• Provided records:
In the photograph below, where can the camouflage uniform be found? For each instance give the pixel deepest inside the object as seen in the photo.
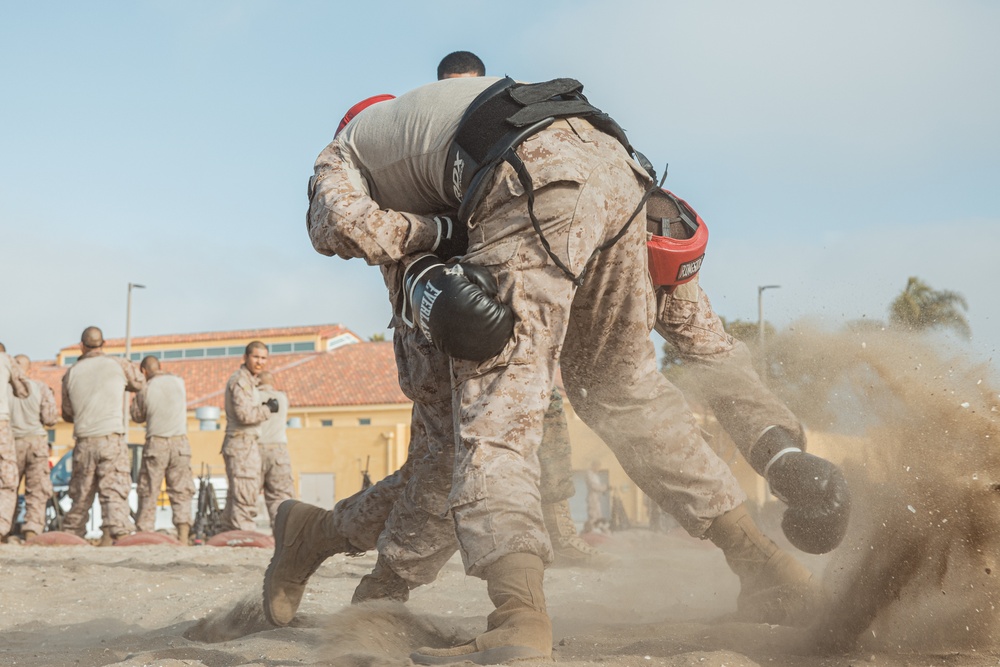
(276, 464)
(555, 455)
(162, 404)
(30, 417)
(244, 414)
(10, 374)
(373, 189)
(93, 401)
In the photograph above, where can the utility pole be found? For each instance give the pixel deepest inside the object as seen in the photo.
(760, 328)
(128, 346)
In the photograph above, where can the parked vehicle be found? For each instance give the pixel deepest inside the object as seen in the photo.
(60, 502)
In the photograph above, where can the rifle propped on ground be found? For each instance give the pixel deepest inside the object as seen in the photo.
(208, 518)
(366, 481)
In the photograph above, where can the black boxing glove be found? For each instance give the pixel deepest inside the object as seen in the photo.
(819, 501)
(452, 238)
(455, 307)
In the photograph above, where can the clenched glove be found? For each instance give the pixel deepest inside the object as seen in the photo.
(455, 307)
(816, 491)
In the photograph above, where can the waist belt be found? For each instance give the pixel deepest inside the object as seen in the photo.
(499, 120)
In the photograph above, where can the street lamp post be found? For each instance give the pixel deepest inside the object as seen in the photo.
(128, 346)
(128, 320)
(760, 327)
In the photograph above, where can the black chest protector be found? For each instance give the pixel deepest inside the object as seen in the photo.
(499, 120)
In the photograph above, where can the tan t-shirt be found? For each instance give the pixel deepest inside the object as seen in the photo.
(35, 412)
(162, 404)
(272, 431)
(94, 394)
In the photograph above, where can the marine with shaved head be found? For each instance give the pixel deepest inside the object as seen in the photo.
(245, 412)
(93, 400)
(30, 417)
(162, 405)
(10, 374)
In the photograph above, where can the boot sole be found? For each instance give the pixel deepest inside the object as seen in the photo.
(490, 656)
(280, 519)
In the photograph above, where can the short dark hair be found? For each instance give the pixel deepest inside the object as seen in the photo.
(150, 363)
(92, 337)
(461, 62)
(254, 345)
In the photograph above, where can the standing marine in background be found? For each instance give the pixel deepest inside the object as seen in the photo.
(30, 417)
(162, 404)
(276, 464)
(93, 400)
(245, 412)
(12, 375)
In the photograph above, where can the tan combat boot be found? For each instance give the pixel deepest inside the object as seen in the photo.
(519, 628)
(569, 548)
(184, 533)
(774, 587)
(382, 584)
(304, 536)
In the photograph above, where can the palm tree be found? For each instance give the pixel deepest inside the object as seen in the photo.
(919, 307)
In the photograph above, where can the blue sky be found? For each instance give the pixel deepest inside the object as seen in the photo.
(833, 148)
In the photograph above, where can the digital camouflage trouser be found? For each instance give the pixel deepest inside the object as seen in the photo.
(276, 476)
(33, 465)
(168, 458)
(101, 468)
(8, 477)
(242, 457)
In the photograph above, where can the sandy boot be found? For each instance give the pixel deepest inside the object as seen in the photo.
(382, 584)
(774, 587)
(304, 536)
(569, 548)
(184, 534)
(519, 627)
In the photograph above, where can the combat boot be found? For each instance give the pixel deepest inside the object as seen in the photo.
(519, 628)
(382, 584)
(106, 539)
(569, 548)
(774, 587)
(304, 536)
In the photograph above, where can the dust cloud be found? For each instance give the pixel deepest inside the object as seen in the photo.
(917, 570)
(246, 617)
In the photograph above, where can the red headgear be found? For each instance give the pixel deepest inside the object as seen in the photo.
(359, 107)
(680, 236)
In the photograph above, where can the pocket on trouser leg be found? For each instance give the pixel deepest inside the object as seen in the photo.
(8, 473)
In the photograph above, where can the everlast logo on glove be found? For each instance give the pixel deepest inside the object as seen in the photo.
(455, 307)
(426, 303)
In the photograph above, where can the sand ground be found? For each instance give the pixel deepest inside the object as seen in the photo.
(664, 603)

• What is required:
Retype all of the records above word for word, leaving the pictures out of your copy.

• Exercise output:
In the photograph below, where can the camouflage uniform be found? For each instance give the pixel deepest inside the object as seen in the photo.
(276, 464)
(555, 455)
(162, 404)
(30, 417)
(244, 414)
(10, 374)
(373, 189)
(93, 401)
In the photograph above, where can the utility pole be found? For each instance give the pixel deepest inside the object as seen in the photo.
(760, 328)
(128, 346)
In the photograph above, where can the parked vehicle be found? For each instance give the pixel deepest inside the object as seen in the photo.
(60, 502)
In the photograph above, where can the rifle propped on ground be found? For each instance give the pixel deepest inside the object as seen in the photo.
(208, 518)
(366, 481)
In the photograph above, where can the black boxing glove be found? For each instance give the pixel deepest inside the object as seen in the photo.
(819, 501)
(452, 238)
(455, 307)
In the photograph above, where can the clenched glove be found? For each instance give the pixel deepest inside the object as seen in the photo.
(455, 307)
(816, 491)
In the photograph above, where can the waist belt be found? For each instance give the pixel deepest inside the object as seen in the photo.
(499, 120)
In the photograph above, where can the street lamp post be found? For each instance give the pixel deepest inside the object as seen in the photo.
(128, 346)
(128, 320)
(760, 327)
In the photograph above, where can the black chest protector be found? For each instance give the pixel deepest inside the object as seen in the photo.
(499, 120)
In the photograph above, where can the tan t-shirt be found? For each instance give the pixel deepest inside the object as seen in the photo.
(35, 412)
(162, 404)
(272, 431)
(94, 394)
In the photograph above, where can the marine with shaved head be found? For each instance give the pixel deepest inside the object as seen in the photo.
(245, 412)
(93, 400)
(30, 417)
(162, 405)
(10, 374)
In the photograph above, where can the boot sole be found? For each instance give the pixel deepest inside the object as seen in the photo.
(490, 656)
(280, 519)
In the photograph above, where can the short dark hair be found? For each instance give the pixel deepest inside the object as seen in the photo.
(150, 363)
(92, 337)
(461, 62)
(254, 345)
In the photograph above, where can the standing marine in background be found? For each instance give the pixel deepest inside the object as seen in the photo.
(30, 417)
(162, 404)
(276, 464)
(93, 400)
(245, 412)
(12, 375)
In the photograph above, where can the tan combat boot be found? For each instance give the pixel deepest inside the object as seen in the photo.
(519, 628)
(569, 548)
(184, 533)
(774, 587)
(382, 584)
(304, 536)
In the photograph above, where can the palm tree be found? For each instance give the pixel deepest inside the object as seen in the photo.
(919, 307)
In the photograph above, where can the blue sky be found? For each instance give the pixel deepest inside the object as seen in the photo.
(833, 148)
In the photograph above, where can the digital camouflage trouser be found? For each instance give the pixel deepest inside the object as seen in the photo.
(276, 476)
(33, 465)
(168, 458)
(101, 468)
(8, 477)
(242, 457)
In the photograph above, where can the sandy boot be found? For each instance give the pixel deepest inside the object as seen in the photo.
(382, 584)
(774, 587)
(304, 536)
(569, 548)
(184, 534)
(519, 627)
In the photograph above, where can the combat boot be found? For each instance give the pixel deepest inside the object as seen in the photo.
(519, 628)
(382, 584)
(106, 539)
(569, 548)
(774, 587)
(304, 536)
In the photograph above, where can the dust cloud be found? For each instance give the pixel deepest inside the object as seen in the photo.
(917, 570)
(246, 617)
In the photograph above, where can the red headgear be found? For each instance give the pixel deepest inside the object as seen in the photo.
(359, 107)
(680, 236)
In the photograph above, where can the pocket on trouser leg be found? For each instance give the pixel deepest inside the object as seen in the photo.
(8, 473)
In the photograph above, where can the everlast logo on glove be found? For each instance give the pixel deepest inside the object as seen in the photo.
(455, 307)
(426, 303)
In the photograph above, where can the sand ground be found? For each instance give the pixel deepest inside the object as seen in the photo.
(664, 603)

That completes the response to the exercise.